-------- Supplied data
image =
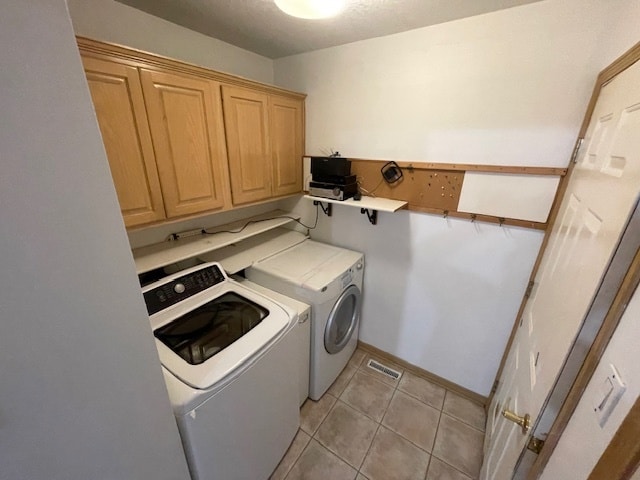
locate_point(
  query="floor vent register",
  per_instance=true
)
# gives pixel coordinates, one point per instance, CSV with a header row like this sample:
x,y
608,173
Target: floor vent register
x,y
389,372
----------------
Exercise directions:
Please reproduce the data above word for word, skipping all images.

Output below:
image =
locate_point(
  query="floor vent register",
  per_instance=true
)
# gives pixel coordinates, one point per instance, CSV with a header row like this sample:
x,y
608,173
Target: floor vent register
x,y
389,372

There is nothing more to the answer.